§ **Input material**
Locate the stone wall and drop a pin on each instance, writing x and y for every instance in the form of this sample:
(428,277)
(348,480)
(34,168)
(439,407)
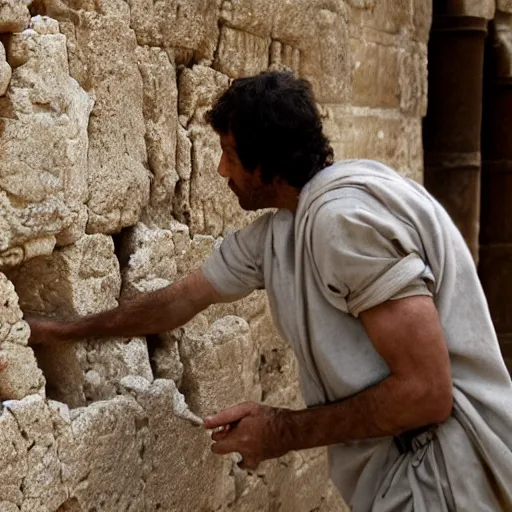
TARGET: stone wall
(108,188)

§ **Aim**
Give back each entry exactly as it appears, with no pictures.

§ **Final result**
Locate the stone wall and drop a pin on each instance, writing x and y for every instance in the form of this sample:
(428,277)
(348,480)
(34,168)
(439,407)
TARGET: stone wall
(108,188)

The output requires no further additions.